*Görev Metni 1*. Tapu iptali ve tescil davasına ilişkin karar metnine göre yerel mahkeme davayı hangi gerekçeyle reddetmiştir?
*Görev Metni 2*. Tapu iptali ve tescil davasına ilişkin karar metninde "1. Hukuk Dairesi" ifadesini içeren kelimelerle başlayıp "tescil isteğine ilişkindir." ile biten bölümü olduğu gibi çıkarın.
*Görev Metni 3*. Tapu iptali ve tescil davasına ilişkin karar metnini kaldığı yerden sürdürün.

*Verilen Metin*.
- - -

1. Hukuk Dairesi 2018/2013 E. , 2019/1984 K.
"İçtihat Metni"MAHKEMESİ : BÖLGE ADLİYE MAHKEMESİ 2. HUKUK DAİRESİ
DAVA TÜRÜ : TAPU İPTALİ VE TESCİL
Taraflar arasında görülen tapu iptali ve tescil davası sonunda, yerel mahkemece ispatlanamadığı gerekçesiyle davanın reddine karar verilmiş, davacı vekilinin istinaf başvurusu üzerine,...Bölge Adliye Mahkemesi 2. Hukuk Dairesi tarafından istinaf başvurusunun 6100 sayılı HMK"nın 353/1-b/1 maddesi uyarınca esastan reddine ilişkin olarak verilen karar davacı vekili tarafından yasal süre içerisinde temyiz edilmiş olmakla dosya incelendi, Tetkik Hakimi ..."un raporu okundu, açıklamaları dinlendi, gereği görüşülüp düşünüldü;
-KARAR-
Dava, vekalet görevinin kötüye kullanılması hukuksal nedenine dayalı tapu iptali ve tescil isteğine ilişkindir.

- - -

Nesne tespiti verileri:

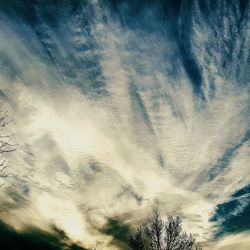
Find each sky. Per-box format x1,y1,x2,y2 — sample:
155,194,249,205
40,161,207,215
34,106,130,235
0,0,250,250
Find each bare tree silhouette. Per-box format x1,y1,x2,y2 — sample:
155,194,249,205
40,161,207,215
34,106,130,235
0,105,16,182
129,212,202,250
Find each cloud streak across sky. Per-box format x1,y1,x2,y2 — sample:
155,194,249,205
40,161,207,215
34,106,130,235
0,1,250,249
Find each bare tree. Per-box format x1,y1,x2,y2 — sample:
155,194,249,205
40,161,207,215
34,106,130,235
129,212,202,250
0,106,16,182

- - -

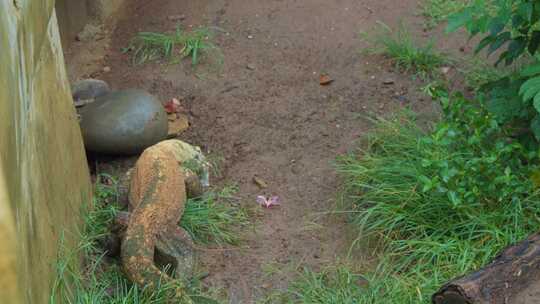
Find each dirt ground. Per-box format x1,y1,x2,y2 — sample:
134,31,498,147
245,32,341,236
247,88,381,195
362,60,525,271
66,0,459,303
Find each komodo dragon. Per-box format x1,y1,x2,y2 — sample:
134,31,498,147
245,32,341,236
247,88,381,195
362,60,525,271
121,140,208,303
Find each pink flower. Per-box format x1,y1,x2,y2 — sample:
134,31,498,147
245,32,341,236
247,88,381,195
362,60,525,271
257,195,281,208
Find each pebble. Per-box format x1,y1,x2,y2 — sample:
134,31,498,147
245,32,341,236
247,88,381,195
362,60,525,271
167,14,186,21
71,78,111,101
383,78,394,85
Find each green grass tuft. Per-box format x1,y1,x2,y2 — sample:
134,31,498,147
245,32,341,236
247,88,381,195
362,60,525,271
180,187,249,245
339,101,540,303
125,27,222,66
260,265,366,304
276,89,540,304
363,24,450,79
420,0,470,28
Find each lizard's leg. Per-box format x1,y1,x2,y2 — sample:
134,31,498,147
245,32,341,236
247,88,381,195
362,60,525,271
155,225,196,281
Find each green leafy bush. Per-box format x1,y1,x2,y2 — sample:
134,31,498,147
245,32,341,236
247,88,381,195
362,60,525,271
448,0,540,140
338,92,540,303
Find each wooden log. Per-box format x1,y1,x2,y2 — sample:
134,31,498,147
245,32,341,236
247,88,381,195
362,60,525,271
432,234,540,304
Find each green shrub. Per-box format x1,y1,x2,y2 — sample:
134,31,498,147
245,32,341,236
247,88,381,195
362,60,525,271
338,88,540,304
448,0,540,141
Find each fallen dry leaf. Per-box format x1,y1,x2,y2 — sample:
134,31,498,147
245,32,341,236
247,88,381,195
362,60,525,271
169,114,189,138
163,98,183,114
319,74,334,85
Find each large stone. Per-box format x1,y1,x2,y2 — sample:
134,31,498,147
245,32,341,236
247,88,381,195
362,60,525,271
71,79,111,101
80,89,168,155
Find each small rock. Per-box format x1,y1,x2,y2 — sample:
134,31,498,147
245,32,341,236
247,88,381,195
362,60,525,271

- - -

*Alıştırma Cevabı 1*. Yerel mahkeme, davanın ispatlanamadığı gerekçesiyle ret kararı vermiştir.

*Alıştırma Cevabı 2*.
1. Hukuk Dairesi 2018/2013 E. , 2019/1984 K.
"İçtihat Metni"MAHKEMESİ : BÖLGE ADLİYE MAHKEMESİ 2. HUKUK DAİRESİ
DAVA TÜRÜ : TAPU İPTALİ VE TESCİL
Taraflar arasında görülen tapu iptali ve tescil davası sonunda, yerel mahkemece ispatlanamadığı gerekçesiyle davanın reddine karar verilmiş, davacı vekilinin istinaf başvurusu üzerine,...Bölge Adliye Mahkemesi 2. Hukuk Dairesi tarafından istinaf başvurusunun 6100 sayılı HMK"nın 353/1-b/1 maddesi uyarınca esastan reddine ilişkin olarak verilen karar davacı vekili tarafından yasal süre içerisinde temyiz edilmiş olmakla dosya incelendi, Tetkik Hakimi ..."un raporu okundu, açıklamaları dinlendi, gereği görüşülüp düşünüldü;
-KARAR-
Dava, vekalet görevinin kötüye kullanılması hukuksal nedenine dayalı tapu iptali ve tescil isteğine ilişkindir.

*Alıştırma Cevabı 3*.
Davacı, yurt dışında yaşadığını, Türkiye’deki işlerini takip etmesi için eşinin de akrabası olan dava dışı ... ’u...24.Noterliği’nin 11.08.1999 tarihli vekaletnamesi ile (genel yetkileri içerir şekilde) vekil tayin ettiğini, ancak vekil ...’ın bilgisi ve onayı olmadan dava konusu 541 ada 1 parsel (imar ile 993 ada 2 ve 3 parsel) sayılı taşınmazını davalılardan ...’e, 492 ada 6 parsel sayılı taşınmazdaki payını ise diğer davalılar ...ve...’a satış suretiyle devir ettiğini, kendisine herhangi bir satış bedeli de ödenmediğini, davalıların çıkar ve iş birliği içerisinde hareket ettiklerini ileri sürerek, tapu kaydının iptali ile adına tesciline karar verilmesini istemiştir.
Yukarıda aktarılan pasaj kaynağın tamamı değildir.